● **TASK STATEMENT**:
For this exercise, copy the data exactly and omit any images.
*** Opening of INPUT DATA ***
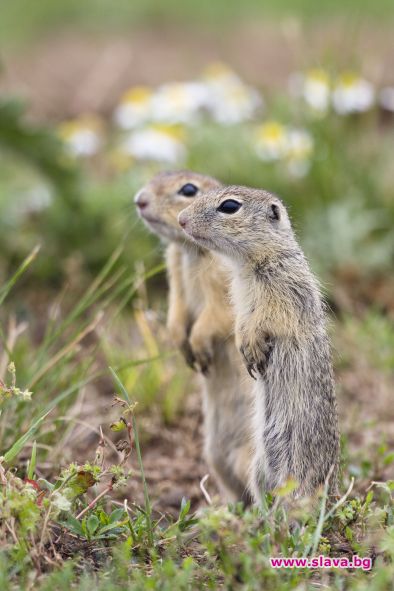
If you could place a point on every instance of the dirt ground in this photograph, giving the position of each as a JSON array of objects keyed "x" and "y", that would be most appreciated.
[
  {"x": 69, "y": 73},
  {"x": 173, "y": 457}
]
*** Close of INPUT DATA ***
● **OUTPUT FOR THIS EXERCISE**:
If you could place a point on every instance of the dirt ground in this photograph, giving the position of each as a JSON array of objects keyed "x" and "y", that would be most appreciated.
[
  {"x": 69, "y": 73},
  {"x": 173, "y": 457}
]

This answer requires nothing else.